Recorded information:
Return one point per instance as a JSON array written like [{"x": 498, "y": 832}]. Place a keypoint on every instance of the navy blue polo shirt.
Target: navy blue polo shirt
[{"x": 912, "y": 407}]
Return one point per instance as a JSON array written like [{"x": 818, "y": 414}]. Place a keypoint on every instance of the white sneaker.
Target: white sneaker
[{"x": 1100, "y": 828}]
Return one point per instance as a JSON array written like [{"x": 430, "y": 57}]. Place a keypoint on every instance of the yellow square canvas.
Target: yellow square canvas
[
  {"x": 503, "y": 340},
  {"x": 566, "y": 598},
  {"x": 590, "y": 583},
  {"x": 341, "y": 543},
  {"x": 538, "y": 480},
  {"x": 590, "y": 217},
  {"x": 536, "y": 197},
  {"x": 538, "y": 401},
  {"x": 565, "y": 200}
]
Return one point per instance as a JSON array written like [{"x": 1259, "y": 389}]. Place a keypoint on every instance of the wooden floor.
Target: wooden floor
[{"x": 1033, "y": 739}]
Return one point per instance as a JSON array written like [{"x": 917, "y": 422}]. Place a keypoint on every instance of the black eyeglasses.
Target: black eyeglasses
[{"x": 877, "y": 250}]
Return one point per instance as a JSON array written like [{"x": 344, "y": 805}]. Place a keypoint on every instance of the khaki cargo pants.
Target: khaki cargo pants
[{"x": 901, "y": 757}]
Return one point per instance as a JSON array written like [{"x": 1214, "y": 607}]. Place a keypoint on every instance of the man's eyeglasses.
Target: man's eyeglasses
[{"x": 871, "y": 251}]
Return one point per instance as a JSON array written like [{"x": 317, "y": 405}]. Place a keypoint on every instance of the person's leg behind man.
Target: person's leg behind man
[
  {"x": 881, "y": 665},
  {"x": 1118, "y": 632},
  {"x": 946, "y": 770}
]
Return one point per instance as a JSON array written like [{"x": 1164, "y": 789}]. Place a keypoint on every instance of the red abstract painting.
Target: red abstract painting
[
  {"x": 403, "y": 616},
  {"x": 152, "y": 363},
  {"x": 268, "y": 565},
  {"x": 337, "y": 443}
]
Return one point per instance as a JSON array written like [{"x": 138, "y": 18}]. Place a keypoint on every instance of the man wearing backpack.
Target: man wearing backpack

Set exercise:
Reproduce the records above exactly as they appear.

Expected output:
Return one point per instance as a JSON array written like [{"x": 498, "y": 832}]. Place a keypoint on every instance of the navy blue polo shirt.
Target: navy blue polo shirt
[{"x": 912, "y": 407}]
Return one point per instance as a JSON array written like [{"x": 818, "y": 414}]. Place a keypoint on every instance of the white sneaker.
Target: white sneaker
[{"x": 1100, "y": 828}]
Return one point per instance as a JSON array written like [{"x": 430, "y": 57}]. Place a keypoint on every instance of the yellow square canvas.
Target: yellow square canvas
[
  {"x": 503, "y": 340},
  {"x": 566, "y": 598},
  {"x": 590, "y": 583},
  {"x": 341, "y": 543},
  {"x": 538, "y": 480},
  {"x": 590, "y": 217},
  {"x": 536, "y": 197},
  {"x": 538, "y": 401},
  {"x": 565, "y": 200}
]
Return one point per instance as a JSON array written like [{"x": 1259, "y": 389}]. Place a keypoint on every instance of the wooden floor.
Target: wooden floor
[{"x": 1033, "y": 739}]
Return one point per instance as a JSON array written like [{"x": 917, "y": 422}]. Place a keypoint on every instance of the black eyeglasses.
Target: black eyeglasses
[{"x": 877, "y": 250}]
Return one point per instance as a JSON array written like [{"x": 344, "y": 805}]. Place a keypoint on every instance of the khaki cargo pants.
Target: khaki cargo pants
[{"x": 901, "y": 757}]
Return one point per instance as a JSON array written like [{"x": 1214, "y": 607}]. Place a keypoint on every instance of the man's eyeglasses.
Target: man's eyeglasses
[{"x": 871, "y": 251}]
Return one point per instance as a JSON array written like [{"x": 317, "y": 405}]. Place a keypoint on every instance of the person's leg behind man.
Target: person's leg behind man
[
  {"x": 881, "y": 665},
  {"x": 1118, "y": 632},
  {"x": 946, "y": 770}
]
Return one point per instance as a JSON array written like [{"x": 1164, "y": 789}]. Place a keypoint on every instance of the red abstract painting.
Target: red abstract painting
[
  {"x": 403, "y": 616},
  {"x": 152, "y": 363},
  {"x": 268, "y": 565},
  {"x": 337, "y": 443}
]
Return one point per instance as a JSON array written like [{"x": 138, "y": 18}]. Place a keypoint on every instance of the man wearing backpack.
Target: man wearing backpack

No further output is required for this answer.